Text provided —

-.-.-

The Big Red Chair –a book for grieving children
Mother Peebles Problem Pebbles
The Plate Family Dishes Up

Brenda J Wood, author and motivational speaker
http://heartfeltdevotionals.com
http://www.twitter.com/size10hopefil
https://www.facebook.com/brendawoodspeaker


February 05, 2025

Guard the Vision in Your Heart by Sandi Somers




While living in Colombia, South America, my friend Bessie and I visited her former colleagues in Bogota. As we stepped into their high-rise apartment, it felt like a penthouse: elegant, classy, and affluent. Not something I expected from missionaries who normally lived in modest homes. After our hostess greeted us warmly, I noticed the dinner table was set with a linen cloth, silverware and bone China. During dinner, whenever our hostess wanted the maid’s service, she rang the tiny bell beside her plate. The maid, wearing a stereotypical black dress and white apron, appeared from behind the closed kitchen door. Though maids were common among missionaries, I was not used to such formality.

However, years later when I read my journal, I had only briefly mentioned these details: “Do they ever have culture and ‘class’!...a different society!”

But my journal included interesting details I had forgotten. Completely. Their son, John, an MBA student at Harvard University, was visiting his family for Christmas. Also visiting was his grandmother. My journal notes that John, “confided to his grandmother (but made sure I heard), that he liked ‘Southern belles, Jewish girls, and foreign girls’, which included me in the list.”

How could I have forgotten those people and those delicious details?

-.-.-

Stored data

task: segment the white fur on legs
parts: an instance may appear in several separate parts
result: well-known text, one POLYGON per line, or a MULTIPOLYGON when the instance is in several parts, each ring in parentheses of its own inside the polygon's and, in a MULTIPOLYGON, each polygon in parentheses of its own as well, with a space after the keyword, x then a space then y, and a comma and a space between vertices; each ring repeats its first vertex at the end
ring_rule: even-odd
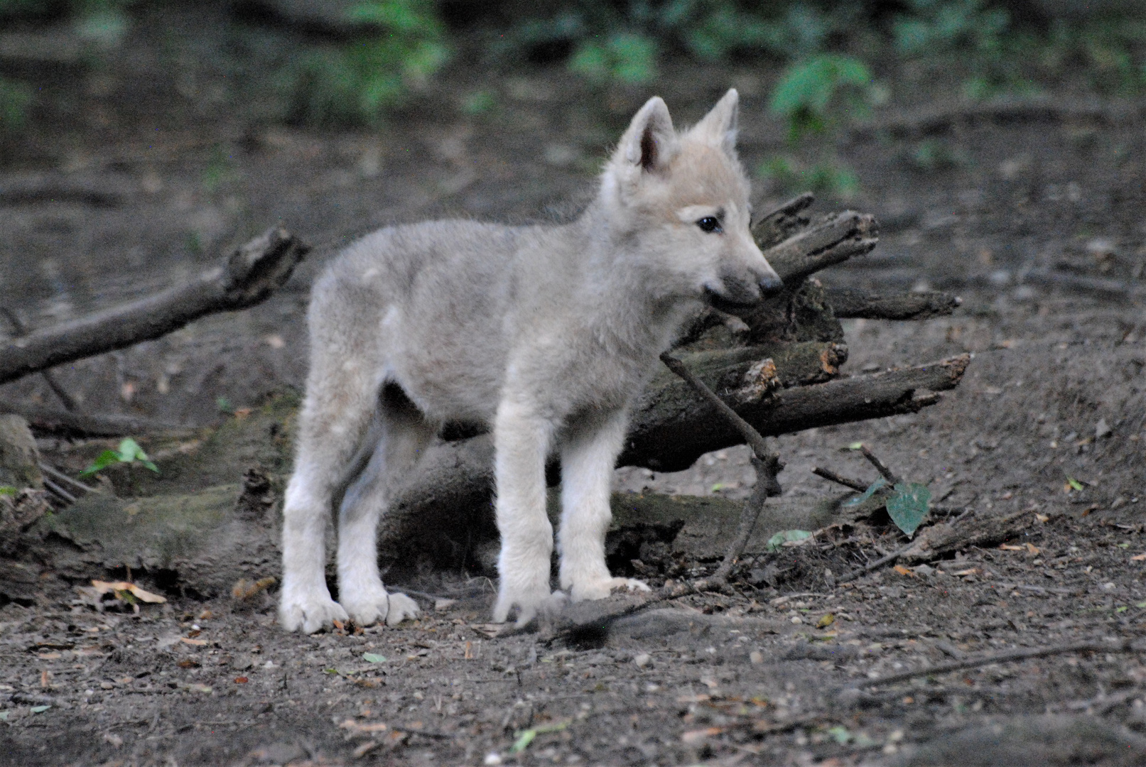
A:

-.-.-

Aim of the task — Print the part of the text starting with "While living in" and going on through "to such formality.". Work from the text alone.

Result of this exercise —
While living in Colombia, South America, my friend Bessie and I visited her former colleagues in Bogota. As we stepped into their high-rise apartment, it felt like a penthouse: elegant, classy, and affluent. Not something I expected from missionaries who normally lived in modest homes. After our hostess greeted us warmly, I noticed the dinner table was set with a linen cloth, silverware and bone China. During dinner, whenever our hostess wanted the maid’s service, she rang the tiny bell beside her plate. The maid, wearing a stereotypical black dress and white apron, appeared from behind the closed kitchen door. Though maids were common among missionaries, I was not used to such formality.